Excerpt from a dataset
====================

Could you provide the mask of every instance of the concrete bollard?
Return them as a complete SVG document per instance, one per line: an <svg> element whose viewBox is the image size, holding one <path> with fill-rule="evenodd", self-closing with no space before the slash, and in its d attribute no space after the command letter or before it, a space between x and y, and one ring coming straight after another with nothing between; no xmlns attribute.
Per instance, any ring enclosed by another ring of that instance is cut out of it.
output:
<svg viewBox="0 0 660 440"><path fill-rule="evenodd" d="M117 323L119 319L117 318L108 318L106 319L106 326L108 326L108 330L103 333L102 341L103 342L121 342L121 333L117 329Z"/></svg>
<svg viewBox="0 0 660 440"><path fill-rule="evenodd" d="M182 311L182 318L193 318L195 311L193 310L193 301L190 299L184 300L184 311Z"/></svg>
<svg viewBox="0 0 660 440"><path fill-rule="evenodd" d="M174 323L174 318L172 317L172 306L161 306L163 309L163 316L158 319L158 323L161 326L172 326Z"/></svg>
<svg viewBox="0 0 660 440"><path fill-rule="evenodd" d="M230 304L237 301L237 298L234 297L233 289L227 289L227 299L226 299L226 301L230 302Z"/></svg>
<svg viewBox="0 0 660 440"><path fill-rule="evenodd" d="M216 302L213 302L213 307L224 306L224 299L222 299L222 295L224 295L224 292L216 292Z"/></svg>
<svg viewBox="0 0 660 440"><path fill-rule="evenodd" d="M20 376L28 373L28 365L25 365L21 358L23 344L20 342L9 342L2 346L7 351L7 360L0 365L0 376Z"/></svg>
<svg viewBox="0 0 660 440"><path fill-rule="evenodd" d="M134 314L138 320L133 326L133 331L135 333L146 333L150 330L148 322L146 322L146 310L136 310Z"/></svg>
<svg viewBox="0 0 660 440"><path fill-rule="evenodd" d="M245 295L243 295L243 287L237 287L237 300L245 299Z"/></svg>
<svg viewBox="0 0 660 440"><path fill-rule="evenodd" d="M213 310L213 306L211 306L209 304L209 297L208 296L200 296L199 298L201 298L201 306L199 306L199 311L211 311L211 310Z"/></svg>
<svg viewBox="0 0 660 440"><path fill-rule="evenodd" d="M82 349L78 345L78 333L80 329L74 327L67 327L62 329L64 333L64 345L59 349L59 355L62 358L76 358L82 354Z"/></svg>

====================

Objective. Rewrite everything from the start of the material down to the line containing "314L138 320L133 326L133", swapping "concrete bollard" for "traffic cone" and leaving the rest unchanged.

Exercise answer.
Could you provide the mask of every instance of the traffic cone?
Return them as a complete SVG document per instance, one per line: an <svg> element whose viewBox is the image size, holding one <path> with fill-rule="evenodd", self-closing with no space before the slash, and in its d attribute no space after the command letter or before it, a space between x and y, and one ring coming straight after another with nothing between; no xmlns attribute.
Per instance, any ring enclosed by another ring of that instance is cut out of it.
output:
<svg viewBox="0 0 660 440"><path fill-rule="evenodd" d="M117 323L119 319L117 318L108 318L106 319L106 326L108 326L108 330L103 333L102 341L103 342L121 342L121 333L117 329Z"/></svg>
<svg viewBox="0 0 660 440"><path fill-rule="evenodd" d="M182 311L182 318L193 318L195 311L193 310L193 301L190 299L184 300L184 311Z"/></svg>
<svg viewBox="0 0 660 440"><path fill-rule="evenodd" d="M174 323L174 318L172 317L172 306L161 306L163 309L163 316L158 319L158 323L161 326L172 326Z"/></svg>
<svg viewBox="0 0 660 440"><path fill-rule="evenodd" d="M230 304L237 301L237 298L234 297L233 289L227 289L227 299L226 299L226 301L230 302Z"/></svg>
<svg viewBox="0 0 660 440"><path fill-rule="evenodd" d="M216 302L213 302L213 307L224 306L224 299L222 299L222 295L224 295L224 292L216 292Z"/></svg>
<svg viewBox="0 0 660 440"><path fill-rule="evenodd" d="M20 376L28 373L28 365L25 365L21 358L23 344L20 342L9 342L2 346L7 351L7 360L0 365L0 376Z"/></svg>
<svg viewBox="0 0 660 440"><path fill-rule="evenodd" d="M134 314L138 320L133 326L133 331L135 333L146 333L150 330L148 322L146 322L146 310L136 310Z"/></svg>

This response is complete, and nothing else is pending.